Task to carry out:
Render the listing between the line holding "job: give the outline of every instance of the candle" and the line holding "[[170,184],[121,181],[120,192],[65,193],[61,214],[169,215]]", inclusive, as a two-column CSV with the columns input and output, giving one row to each text-and-answer pair. Put each text and each answer in a single quoted field, with its line breaks replaced by spaces.

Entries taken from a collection
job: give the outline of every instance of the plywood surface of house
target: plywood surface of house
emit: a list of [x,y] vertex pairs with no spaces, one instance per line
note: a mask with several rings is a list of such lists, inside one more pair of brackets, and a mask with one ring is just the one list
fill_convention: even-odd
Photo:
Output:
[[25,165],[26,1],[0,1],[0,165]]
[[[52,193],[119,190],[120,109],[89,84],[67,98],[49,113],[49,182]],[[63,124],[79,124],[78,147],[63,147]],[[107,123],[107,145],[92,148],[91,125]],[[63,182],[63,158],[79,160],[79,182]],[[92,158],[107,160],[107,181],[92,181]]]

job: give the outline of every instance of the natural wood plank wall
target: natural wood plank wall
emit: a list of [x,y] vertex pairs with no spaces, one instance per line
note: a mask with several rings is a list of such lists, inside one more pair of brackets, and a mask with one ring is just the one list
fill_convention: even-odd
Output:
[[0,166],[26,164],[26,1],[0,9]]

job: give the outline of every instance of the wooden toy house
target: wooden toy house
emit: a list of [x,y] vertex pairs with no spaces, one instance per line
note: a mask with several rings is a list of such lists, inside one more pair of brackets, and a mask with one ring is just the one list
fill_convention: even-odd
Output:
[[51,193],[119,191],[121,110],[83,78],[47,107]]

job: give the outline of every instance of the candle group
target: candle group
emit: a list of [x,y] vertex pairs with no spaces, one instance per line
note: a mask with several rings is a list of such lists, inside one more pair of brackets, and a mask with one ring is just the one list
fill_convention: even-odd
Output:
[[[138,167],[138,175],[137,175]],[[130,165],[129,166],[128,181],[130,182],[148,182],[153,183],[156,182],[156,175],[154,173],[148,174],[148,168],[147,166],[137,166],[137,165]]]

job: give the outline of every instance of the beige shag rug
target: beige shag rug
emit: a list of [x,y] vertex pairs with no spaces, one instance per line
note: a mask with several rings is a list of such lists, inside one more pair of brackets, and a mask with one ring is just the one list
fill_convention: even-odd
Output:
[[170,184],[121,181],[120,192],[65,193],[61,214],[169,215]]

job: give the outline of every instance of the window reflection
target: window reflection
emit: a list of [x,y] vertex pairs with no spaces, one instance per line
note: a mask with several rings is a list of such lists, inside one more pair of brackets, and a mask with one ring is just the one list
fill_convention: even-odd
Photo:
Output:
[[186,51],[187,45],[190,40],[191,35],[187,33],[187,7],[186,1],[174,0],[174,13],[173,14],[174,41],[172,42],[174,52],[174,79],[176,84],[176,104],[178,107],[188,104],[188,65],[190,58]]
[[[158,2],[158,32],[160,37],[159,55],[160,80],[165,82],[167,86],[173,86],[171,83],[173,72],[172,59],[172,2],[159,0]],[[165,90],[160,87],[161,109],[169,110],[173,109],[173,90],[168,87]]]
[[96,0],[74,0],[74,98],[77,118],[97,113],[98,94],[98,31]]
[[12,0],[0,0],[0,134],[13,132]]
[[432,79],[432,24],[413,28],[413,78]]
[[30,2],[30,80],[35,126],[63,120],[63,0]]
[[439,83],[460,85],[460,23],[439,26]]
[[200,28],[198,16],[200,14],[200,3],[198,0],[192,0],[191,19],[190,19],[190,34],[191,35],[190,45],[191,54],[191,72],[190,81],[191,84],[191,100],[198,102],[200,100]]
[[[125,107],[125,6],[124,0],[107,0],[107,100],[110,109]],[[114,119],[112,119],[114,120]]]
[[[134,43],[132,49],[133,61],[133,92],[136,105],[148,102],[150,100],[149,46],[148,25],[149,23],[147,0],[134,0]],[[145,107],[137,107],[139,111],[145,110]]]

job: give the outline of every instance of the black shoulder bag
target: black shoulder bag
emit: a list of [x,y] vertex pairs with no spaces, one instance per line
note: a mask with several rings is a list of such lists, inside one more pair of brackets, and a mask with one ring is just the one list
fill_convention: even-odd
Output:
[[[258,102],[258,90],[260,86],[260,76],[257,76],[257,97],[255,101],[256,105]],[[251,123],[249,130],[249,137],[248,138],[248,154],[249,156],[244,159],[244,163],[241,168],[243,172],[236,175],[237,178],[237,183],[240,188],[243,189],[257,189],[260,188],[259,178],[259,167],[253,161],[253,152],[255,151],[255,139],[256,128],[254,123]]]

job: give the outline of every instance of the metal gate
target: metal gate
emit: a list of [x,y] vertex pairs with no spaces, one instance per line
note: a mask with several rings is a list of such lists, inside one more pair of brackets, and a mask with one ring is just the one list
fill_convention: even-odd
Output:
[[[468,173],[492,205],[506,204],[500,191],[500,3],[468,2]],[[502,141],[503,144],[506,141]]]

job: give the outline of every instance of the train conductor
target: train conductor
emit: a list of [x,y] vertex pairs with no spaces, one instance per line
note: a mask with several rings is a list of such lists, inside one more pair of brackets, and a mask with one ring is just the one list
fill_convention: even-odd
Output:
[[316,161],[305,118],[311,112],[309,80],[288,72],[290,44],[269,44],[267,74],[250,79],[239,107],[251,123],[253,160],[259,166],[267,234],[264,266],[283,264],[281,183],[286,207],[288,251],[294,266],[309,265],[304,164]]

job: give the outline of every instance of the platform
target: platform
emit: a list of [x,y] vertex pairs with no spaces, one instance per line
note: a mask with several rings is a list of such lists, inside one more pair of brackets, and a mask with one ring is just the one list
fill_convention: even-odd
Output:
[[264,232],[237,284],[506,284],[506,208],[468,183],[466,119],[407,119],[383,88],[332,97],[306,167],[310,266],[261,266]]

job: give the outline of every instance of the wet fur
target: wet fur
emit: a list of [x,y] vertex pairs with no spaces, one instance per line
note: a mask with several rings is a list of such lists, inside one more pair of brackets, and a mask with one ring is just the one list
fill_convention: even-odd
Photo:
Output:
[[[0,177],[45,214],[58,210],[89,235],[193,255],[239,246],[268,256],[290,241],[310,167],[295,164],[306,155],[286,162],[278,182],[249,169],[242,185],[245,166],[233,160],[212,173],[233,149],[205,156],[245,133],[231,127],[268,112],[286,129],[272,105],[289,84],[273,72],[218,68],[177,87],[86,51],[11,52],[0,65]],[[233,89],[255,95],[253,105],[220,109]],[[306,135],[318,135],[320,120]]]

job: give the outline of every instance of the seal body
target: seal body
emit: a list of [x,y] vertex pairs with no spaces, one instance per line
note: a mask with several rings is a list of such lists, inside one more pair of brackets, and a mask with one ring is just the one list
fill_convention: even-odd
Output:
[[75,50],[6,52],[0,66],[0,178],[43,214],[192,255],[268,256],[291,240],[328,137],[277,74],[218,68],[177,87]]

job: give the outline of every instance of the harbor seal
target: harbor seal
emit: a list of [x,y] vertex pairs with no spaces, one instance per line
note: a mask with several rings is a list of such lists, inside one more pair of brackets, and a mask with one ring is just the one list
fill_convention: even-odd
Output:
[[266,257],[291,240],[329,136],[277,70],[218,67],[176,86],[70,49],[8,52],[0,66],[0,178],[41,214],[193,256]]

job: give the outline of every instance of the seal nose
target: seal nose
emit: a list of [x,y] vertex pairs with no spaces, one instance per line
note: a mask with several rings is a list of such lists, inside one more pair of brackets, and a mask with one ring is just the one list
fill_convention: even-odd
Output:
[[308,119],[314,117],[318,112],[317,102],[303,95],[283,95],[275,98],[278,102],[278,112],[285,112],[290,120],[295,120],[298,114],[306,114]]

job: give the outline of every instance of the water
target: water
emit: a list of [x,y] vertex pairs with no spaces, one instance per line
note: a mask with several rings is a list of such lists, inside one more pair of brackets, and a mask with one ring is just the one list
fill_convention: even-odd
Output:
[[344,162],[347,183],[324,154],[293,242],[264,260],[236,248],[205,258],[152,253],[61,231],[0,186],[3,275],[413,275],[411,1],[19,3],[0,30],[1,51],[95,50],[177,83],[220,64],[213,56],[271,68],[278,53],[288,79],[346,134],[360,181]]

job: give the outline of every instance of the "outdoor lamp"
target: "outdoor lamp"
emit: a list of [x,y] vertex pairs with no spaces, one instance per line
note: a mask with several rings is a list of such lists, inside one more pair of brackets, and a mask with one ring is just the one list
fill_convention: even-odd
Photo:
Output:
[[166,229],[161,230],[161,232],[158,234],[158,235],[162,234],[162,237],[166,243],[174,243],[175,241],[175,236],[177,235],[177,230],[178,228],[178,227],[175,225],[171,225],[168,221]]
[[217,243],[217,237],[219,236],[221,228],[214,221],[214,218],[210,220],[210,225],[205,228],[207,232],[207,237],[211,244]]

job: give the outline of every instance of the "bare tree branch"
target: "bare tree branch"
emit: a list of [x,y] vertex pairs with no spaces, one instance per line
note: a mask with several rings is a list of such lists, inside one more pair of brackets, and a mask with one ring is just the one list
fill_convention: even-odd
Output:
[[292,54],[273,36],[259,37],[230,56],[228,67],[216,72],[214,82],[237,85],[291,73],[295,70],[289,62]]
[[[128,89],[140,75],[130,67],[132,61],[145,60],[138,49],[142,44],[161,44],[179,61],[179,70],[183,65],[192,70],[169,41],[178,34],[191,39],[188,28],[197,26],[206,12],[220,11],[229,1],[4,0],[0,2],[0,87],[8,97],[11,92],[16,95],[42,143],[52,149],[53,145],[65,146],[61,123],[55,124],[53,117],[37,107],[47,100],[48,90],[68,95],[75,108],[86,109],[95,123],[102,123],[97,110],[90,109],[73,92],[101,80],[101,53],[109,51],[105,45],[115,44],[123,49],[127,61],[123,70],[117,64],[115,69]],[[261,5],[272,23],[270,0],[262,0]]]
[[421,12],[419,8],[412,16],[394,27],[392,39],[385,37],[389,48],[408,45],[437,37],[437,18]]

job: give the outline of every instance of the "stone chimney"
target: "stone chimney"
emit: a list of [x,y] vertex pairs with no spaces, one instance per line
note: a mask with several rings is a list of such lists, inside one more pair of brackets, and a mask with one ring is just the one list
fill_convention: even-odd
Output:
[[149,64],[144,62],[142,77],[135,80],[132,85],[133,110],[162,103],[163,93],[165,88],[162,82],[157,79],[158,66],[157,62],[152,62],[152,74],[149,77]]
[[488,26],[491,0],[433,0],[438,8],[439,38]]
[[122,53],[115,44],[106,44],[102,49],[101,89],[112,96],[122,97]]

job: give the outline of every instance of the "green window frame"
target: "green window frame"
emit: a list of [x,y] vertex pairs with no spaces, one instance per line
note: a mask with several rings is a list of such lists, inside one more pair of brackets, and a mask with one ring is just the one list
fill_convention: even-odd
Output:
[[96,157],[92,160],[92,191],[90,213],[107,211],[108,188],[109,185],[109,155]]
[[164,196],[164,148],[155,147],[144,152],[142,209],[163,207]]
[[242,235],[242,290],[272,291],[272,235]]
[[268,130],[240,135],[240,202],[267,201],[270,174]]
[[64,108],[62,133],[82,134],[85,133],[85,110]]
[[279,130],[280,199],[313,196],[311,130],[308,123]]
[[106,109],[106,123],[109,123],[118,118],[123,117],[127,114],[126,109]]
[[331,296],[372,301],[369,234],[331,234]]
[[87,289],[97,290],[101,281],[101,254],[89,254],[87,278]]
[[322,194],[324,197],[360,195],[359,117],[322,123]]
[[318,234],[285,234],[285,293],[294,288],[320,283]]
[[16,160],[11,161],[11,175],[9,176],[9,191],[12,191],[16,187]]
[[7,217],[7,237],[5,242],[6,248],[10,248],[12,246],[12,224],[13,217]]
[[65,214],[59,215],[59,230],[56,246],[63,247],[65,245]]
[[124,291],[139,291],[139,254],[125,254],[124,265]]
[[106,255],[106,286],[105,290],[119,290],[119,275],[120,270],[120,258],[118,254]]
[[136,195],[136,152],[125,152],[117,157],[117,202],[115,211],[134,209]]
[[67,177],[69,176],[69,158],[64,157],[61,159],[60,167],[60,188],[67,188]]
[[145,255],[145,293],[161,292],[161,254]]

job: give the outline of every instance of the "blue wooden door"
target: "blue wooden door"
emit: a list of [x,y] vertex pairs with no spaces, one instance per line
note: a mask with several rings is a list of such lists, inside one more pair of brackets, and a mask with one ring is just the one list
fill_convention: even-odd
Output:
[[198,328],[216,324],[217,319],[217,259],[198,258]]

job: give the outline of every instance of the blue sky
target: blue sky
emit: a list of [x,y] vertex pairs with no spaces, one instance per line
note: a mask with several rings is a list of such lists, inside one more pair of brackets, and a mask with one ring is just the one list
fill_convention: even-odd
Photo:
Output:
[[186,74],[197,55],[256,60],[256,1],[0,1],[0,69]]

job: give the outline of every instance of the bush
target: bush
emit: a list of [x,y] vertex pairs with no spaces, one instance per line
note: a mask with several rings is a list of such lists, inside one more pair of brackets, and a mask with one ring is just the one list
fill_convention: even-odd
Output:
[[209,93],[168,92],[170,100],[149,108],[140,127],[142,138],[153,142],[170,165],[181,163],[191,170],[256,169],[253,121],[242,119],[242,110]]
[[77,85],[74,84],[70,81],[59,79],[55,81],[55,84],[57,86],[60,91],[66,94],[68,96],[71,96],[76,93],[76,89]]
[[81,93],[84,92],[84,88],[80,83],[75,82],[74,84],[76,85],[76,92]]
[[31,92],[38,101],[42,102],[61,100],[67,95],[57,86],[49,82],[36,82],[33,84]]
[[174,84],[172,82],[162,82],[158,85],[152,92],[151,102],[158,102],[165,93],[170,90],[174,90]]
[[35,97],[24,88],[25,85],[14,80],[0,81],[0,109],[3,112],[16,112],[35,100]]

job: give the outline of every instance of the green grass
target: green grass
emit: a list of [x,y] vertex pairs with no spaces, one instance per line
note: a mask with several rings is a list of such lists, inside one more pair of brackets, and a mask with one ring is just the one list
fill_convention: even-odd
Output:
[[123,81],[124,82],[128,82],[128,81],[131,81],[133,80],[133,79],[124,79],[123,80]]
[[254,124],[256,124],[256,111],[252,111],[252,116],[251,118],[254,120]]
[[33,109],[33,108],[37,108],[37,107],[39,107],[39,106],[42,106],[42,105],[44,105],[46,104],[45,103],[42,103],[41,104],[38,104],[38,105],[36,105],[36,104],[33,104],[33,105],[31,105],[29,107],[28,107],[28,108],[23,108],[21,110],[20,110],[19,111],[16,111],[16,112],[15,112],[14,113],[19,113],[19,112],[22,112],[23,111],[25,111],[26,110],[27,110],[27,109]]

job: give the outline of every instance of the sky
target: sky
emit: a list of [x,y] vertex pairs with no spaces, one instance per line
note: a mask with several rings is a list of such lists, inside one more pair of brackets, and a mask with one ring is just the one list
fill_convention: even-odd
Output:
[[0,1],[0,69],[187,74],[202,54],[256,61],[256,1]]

Task result:
input,output
"job: give the outline of every instance of the candle group target: candle group emit: a list of [x,y] vertex pairs with no spaces, one instance per line note: a mask with several rings is a list of such lists, inside one more pair of brackets, and a mask with one ring is just the one list fill_convention: even-odd Output:","[[[138,167],[138,175],[137,175]],[[130,165],[129,166],[128,181],[130,182],[148,182],[153,183],[156,182],[156,175],[154,173],[148,174],[148,168],[147,166],[137,166],[137,165]]]"
"job: give the outline of every instance of the beige shag rug target: beige shag rug emit: a list of [x,y] vertex pairs with no spaces, one instance per line note: a mask with several rings is a list of such lists, inside one more pair of brackets, and a mask with one ring is just the one list fill_convention: even-odd Output:","[[170,184],[121,181],[120,192],[65,193],[61,214],[169,215]]"